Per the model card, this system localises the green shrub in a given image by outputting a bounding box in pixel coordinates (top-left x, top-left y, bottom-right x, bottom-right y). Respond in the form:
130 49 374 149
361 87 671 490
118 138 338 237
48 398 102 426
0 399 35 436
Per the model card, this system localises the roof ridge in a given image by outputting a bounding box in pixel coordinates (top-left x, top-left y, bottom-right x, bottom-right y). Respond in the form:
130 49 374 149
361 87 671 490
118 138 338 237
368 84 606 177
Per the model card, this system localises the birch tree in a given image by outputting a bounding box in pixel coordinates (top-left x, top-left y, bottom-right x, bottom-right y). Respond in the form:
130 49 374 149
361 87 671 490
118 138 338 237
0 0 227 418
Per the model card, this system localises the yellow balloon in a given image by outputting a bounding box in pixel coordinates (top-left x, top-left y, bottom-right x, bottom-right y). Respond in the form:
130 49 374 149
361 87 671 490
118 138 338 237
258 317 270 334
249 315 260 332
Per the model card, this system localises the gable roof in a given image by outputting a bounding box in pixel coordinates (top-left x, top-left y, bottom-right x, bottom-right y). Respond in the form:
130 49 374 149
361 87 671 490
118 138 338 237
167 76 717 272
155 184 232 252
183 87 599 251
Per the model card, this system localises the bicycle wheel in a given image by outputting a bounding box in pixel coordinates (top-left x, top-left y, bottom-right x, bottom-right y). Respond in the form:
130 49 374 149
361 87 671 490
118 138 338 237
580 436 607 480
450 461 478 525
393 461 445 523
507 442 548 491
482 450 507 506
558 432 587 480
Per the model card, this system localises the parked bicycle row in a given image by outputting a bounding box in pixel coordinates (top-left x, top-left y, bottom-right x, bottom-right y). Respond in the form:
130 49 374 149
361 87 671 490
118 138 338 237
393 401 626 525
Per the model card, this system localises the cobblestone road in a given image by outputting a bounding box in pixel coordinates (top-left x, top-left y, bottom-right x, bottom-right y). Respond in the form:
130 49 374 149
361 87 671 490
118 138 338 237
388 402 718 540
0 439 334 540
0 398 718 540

------------------------------------------------

(Work to complete): Rewrite the lines from the line with "Per the model card, this system localises the gable" to the line with "167 76 717 272", swapping "gable roof" for "chimney" and changing nothing else.

(Exercise response):
Per the model card, this system localises the chimney in a given image by outputting a bounding box in pixel coordinates (top-left x, top-left y, bottom-right x, bottom-right y). Respond in the form:
130 49 374 149
361 87 671 490
118 138 338 237
167 76 717 272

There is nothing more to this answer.